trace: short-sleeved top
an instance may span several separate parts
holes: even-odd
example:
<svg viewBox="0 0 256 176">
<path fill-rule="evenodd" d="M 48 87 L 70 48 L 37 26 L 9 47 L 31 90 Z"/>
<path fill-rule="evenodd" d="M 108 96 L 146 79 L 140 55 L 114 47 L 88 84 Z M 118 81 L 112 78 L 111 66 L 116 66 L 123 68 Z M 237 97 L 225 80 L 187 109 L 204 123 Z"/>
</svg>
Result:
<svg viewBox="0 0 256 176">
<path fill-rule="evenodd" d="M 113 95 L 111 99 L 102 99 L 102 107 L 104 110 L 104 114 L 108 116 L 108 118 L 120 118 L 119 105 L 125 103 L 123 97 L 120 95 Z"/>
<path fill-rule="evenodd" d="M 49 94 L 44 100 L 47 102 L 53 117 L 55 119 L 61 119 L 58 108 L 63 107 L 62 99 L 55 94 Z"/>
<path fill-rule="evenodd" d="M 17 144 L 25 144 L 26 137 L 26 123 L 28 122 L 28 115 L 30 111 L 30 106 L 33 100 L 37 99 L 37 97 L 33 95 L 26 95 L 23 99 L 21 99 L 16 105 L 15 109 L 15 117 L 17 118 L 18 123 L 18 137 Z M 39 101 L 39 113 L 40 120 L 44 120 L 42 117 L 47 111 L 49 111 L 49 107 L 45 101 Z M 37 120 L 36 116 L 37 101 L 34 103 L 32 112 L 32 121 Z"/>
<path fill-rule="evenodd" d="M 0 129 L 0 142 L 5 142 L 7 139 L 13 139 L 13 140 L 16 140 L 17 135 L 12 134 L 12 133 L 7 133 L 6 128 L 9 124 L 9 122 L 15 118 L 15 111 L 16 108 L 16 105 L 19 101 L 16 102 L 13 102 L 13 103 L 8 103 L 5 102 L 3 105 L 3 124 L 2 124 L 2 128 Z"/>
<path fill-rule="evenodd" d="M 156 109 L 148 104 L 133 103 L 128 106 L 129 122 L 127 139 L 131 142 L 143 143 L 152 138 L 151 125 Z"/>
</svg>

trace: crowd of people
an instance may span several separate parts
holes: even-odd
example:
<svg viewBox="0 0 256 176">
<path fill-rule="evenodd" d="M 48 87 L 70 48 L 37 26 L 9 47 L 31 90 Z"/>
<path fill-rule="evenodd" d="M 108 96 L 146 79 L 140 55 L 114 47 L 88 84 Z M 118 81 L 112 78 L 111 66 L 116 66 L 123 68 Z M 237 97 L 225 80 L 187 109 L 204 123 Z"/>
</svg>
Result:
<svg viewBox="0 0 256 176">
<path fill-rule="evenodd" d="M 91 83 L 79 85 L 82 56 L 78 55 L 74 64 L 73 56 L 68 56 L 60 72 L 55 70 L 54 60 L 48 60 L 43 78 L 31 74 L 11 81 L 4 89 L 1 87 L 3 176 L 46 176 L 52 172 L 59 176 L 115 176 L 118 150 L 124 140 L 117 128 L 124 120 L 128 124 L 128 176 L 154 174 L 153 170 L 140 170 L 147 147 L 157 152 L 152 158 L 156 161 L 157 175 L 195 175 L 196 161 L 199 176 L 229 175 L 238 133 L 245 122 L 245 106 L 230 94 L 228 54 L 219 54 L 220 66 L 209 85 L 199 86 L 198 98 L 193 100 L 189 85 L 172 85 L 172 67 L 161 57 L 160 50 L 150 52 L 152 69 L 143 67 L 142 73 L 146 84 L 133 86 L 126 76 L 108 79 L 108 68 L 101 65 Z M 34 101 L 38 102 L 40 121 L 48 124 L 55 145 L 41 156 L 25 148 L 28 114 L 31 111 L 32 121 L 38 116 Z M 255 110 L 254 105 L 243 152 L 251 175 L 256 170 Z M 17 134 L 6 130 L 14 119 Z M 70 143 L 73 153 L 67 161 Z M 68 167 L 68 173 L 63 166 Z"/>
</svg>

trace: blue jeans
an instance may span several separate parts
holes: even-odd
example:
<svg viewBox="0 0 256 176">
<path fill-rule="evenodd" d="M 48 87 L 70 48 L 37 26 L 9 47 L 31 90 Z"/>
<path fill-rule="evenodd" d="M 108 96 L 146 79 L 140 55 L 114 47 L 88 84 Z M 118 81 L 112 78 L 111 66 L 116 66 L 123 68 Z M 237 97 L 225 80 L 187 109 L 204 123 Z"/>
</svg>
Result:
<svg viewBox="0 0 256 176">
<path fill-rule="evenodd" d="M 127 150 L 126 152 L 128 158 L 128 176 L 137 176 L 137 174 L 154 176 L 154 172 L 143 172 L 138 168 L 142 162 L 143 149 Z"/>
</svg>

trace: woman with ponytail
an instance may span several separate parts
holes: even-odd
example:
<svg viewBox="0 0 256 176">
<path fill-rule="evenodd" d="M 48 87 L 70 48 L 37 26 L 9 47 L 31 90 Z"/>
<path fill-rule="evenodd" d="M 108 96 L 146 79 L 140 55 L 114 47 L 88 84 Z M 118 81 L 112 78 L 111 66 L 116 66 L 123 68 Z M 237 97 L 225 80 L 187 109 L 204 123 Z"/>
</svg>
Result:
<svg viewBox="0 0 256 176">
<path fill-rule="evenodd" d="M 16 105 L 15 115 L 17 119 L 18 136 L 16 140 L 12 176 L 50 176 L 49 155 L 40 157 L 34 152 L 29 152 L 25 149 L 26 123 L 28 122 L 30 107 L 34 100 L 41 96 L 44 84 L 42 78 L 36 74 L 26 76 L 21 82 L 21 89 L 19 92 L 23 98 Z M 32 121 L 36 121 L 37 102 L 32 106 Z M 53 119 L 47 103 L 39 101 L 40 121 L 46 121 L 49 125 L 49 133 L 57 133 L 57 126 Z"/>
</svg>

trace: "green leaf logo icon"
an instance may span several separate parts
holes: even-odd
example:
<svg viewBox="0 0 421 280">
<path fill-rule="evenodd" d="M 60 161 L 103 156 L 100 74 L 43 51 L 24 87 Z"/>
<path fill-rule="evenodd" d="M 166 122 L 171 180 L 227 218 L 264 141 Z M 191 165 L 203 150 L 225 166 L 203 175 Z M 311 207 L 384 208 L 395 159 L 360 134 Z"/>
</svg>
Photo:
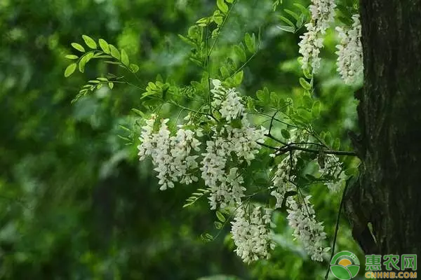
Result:
<svg viewBox="0 0 421 280">
<path fill-rule="evenodd" d="M 332 258 L 330 271 L 338 279 L 349 280 L 356 276 L 359 266 L 359 260 L 355 254 L 348 251 L 342 251 Z"/>
</svg>

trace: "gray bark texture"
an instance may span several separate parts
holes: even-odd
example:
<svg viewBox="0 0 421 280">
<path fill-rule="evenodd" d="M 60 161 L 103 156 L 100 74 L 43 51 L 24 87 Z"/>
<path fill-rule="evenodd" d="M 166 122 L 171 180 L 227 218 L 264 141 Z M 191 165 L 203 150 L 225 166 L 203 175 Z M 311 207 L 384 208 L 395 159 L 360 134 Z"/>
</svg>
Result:
<svg viewBox="0 0 421 280">
<path fill-rule="evenodd" d="M 421 256 L 421 0 L 360 0 L 360 10 L 362 163 L 345 211 L 366 254 Z"/>
</svg>

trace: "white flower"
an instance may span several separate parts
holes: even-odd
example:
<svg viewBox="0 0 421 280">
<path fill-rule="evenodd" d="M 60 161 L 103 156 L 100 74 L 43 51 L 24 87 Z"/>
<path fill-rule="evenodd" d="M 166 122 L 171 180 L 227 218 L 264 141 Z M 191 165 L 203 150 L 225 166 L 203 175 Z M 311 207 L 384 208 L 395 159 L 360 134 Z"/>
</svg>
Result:
<svg viewBox="0 0 421 280">
<path fill-rule="evenodd" d="M 317 223 L 313 205 L 309 202 L 311 196 L 305 197 L 300 205 L 291 197 L 287 200 L 289 225 L 293 228 L 293 237 L 302 244 L 312 260 L 323 261 L 323 254 L 330 250 L 324 247 L 326 238 L 322 223 Z"/>
<path fill-rule="evenodd" d="M 319 167 L 319 172 L 323 176 L 333 176 L 333 179 L 325 183 L 329 190 L 333 192 L 338 192 L 343 184 L 345 183 L 347 176 L 339 161 L 339 158 L 333 155 L 325 155 L 324 168 Z"/>
<path fill-rule="evenodd" d="M 295 190 L 295 186 L 290 182 L 293 180 L 293 177 L 290 178 L 288 174 L 289 170 L 292 168 L 290 166 L 290 157 L 286 157 L 281 163 L 279 163 L 276 167 L 276 171 L 274 177 L 272 178 L 272 188 L 273 190 L 270 192 L 270 195 L 275 197 L 276 199 L 276 204 L 275 208 L 281 208 L 282 206 L 282 202 L 285 198 L 285 193 L 290 190 Z M 295 164 L 295 158 L 292 158 L 293 164 Z"/>
<path fill-rule="evenodd" d="M 354 23 L 350 28 L 336 27 L 340 40 L 340 44 L 336 46 L 336 64 L 338 71 L 347 84 L 352 84 L 361 78 L 363 68 L 359 15 L 354 15 L 352 20 Z"/>
<path fill-rule="evenodd" d="M 210 90 L 213 94 L 212 106 L 220 111 L 221 116 L 229 122 L 244 115 L 244 106 L 239 93 L 234 88 L 225 89 L 219 80 L 212 80 L 212 83 L 214 87 Z"/>
<path fill-rule="evenodd" d="M 152 163 L 158 172 L 156 178 L 160 190 L 174 188 L 174 183 L 189 184 L 197 181 L 199 178 L 194 175 L 192 170 L 198 167 L 196 159 L 198 155 L 191 155 L 193 150 L 199 151 L 200 142 L 194 138 L 194 132 L 182 127 L 177 134 L 170 136 L 167 126 L 169 119 L 162 120 L 159 130 L 154 133 L 154 125 L 156 116 L 152 115 L 142 127 L 140 137 L 142 144 L 138 146 L 140 160 L 147 155 L 152 158 Z"/>
<path fill-rule="evenodd" d="M 275 246 L 272 241 L 269 226 L 272 210 L 255 207 L 247 215 L 243 206 L 236 210 L 231 222 L 232 239 L 236 246 L 235 252 L 244 262 L 250 263 L 259 258 L 269 258 L 269 251 Z"/>
<path fill-rule="evenodd" d="M 310 5 L 312 20 L 316 22 L 322 34 L 335 20 L 335 0 L 312 0 Z"/>
<path fill-rule="evenodd" d="M 310 13 L 312 21 L 305 24 L 307 31 L 300 36 L 299 52 L 302 55 L 303 69 L 315 73 L 320 67 L 320 49 L 323 48 L 326 29 L 335 19 L 334 0 L 312 0 Z"/>
</svg>

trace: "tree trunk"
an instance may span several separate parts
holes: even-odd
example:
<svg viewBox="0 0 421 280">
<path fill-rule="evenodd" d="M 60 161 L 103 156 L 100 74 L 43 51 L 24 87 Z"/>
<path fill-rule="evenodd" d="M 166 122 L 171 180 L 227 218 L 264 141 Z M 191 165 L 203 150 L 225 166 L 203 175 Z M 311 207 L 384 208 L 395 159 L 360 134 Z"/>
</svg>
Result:
<svg viewBox="0 0 421 280">
<path fill-rule="evenodd" d="M 421 255 L 421 0 L 360 0 L 360 10 L 362 163 L 345 210 L 366 254 Z"/>
</svg>

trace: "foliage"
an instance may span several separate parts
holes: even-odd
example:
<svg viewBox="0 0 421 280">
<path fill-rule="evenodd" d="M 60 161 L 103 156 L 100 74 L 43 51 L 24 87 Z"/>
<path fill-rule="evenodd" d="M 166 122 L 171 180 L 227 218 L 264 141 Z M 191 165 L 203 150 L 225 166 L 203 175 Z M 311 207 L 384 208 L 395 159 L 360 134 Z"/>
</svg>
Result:
<svg viewBox="0 0 421 280">
<path fill-rule="evenodd" d="M 227 227 L 235 211 L 209 213 L 207 202 L 200 198 L 209 192 L 203 182 L 157 191 L 150 162 L 139 165 L 135 149 L 140 127 L 152 113 L 170 118 L 174 135 L 189 112 L 190 129 L 199 126 L 211 137 L 212 127 L 225 123 L 210 105 L 209 78 L 219 79 L 224 88 L 236 88 L 243 94 L 241 102 L 250 121 L 270 132 L 273 139 L 266 145 L 278 148 L 283 145 L 281 140 L 296 148 L 291 143 L 296 142 L 297 131 L 307 132 L 308 141 L 318 144 L 305 146 L 316 153 L 298 158 L 295 183 L 313 195 L 316 215 L 329 225 L 330 239 L 338 197 L 328 195 L 322 186 L 336 177 L 321 174 L 316 167 L 325 162 L 323 156 L 329 163 L 324 150 L 349 148 L 343 125 L 354 127 L 354 107 L 349 106 L 352 89 L 333 74 L 335 58 L 327 55 L 317 76 L 300 69 L 295 42 L 309 20 L 308 13 L 304 15 L 300 8 L 307 4 L 278 3 L 274 13 L 271 1 L 167 2 L 135 1 L 129 6 L 119 1 L 81 1 L 75 8 L 61 1 L 2 4 L 9 15 L 1 15 L 0 24 L 8 38 L 1 55 L 13 57 L 1 80 L 6 85 L 1 96 L 8 104 L 1 113 L 11 120 L 2 124 L 8 135 L 3 139 L 2 158 L 11 159 L 2 162 L 6 167 L 2 195 L 8 197 L 1 206 L 6 214 L 0 233 L 4 278 L 194 279 L 224 274 L 313 279 L 324 272 L 326 264 L 309 261 L 292 241 L 284 211 L 278 211 L 272 215 L 278 247 L 270 260 L 248 269 L 232 253 Z M 28 10 L 38 12 L 15 25 Z M 286 18 L 295 33 L 278 28 Z M 81 19 L 86 19 L 83 24 Z M 192 22 L 196 24 L 187 27 Z M 32 26 L 48 31 L 29 31 Z M 333 34 L 326 41 L 333 52 Z M 11 55 L 17 46 L 20 51 Z M 65 56 L 69 64 L 62 59 Z M 29 71 L 26 76 L 22 69 Z M 70 82 L 63 81 L 63 69 L 65 76 L 72 75 Z M 73 94 L 76 85 L 83 84 Z M 69 106 L 75 95 L 77 102 Z M 218 121 L 207 118 L 210 111 Z M 239 125 L 233 122 L 233 127 Z M 250 172 L 243 174 L 250 193 L 272 184 L 267 170 L 256 171 L 276 166 L 289 151 L 274 159 L 272 153 L 271 148 L 261 148 Z M 357 162 L 340 160 L 352 174 Z M 312 182 L 316 183 L 306 186 Z M 250 202 L 265 204 L 269 194 L 261 195 Z M 191 205 L 182 209 L 190 196 L 186 204 Z M 201 234 L 217 244 L 201 243 Z M 349 236 L 343 233 L 338 243 L 355 250 Z"/>
</svg>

**REQUIREMENT:**
Reproduce verbatim the portion of the items that runs from their very beginning through the line containing "113 95 L 111", including that line.

**ANSWER TO THIS TASK:**
trace: short-sleeved top
an instance may span several separate parts
holes: even-odd
example:
<svg viewBox="0 0 256 176">
<path fill-rule="evenodd" d="M 48 87 L 70 48 L 37 26 L 9 47 L 31 90 Z"/>
<path fill-rule="evenodd" d="M 108 96 L 146 79 L 140 55 L 114 47 L 88 84 Z M 118 81 L 112 78 L 111 66 L 116 66 L 123 68 Z M 237 97 L 225 80 L 187 109 L 204 123 Z"/>
</svg>
Result:
<svg viewBox="0 0 256 176">
<path fill-rule="evenodd" d="M 113 95 L 111 99 L 102 99 L 102 107 L 104 110 L 104 114 L 108 116 L 108 118 L 120 118 L 119 105 L 125 103 L 123 97 L 120 95 Z"/>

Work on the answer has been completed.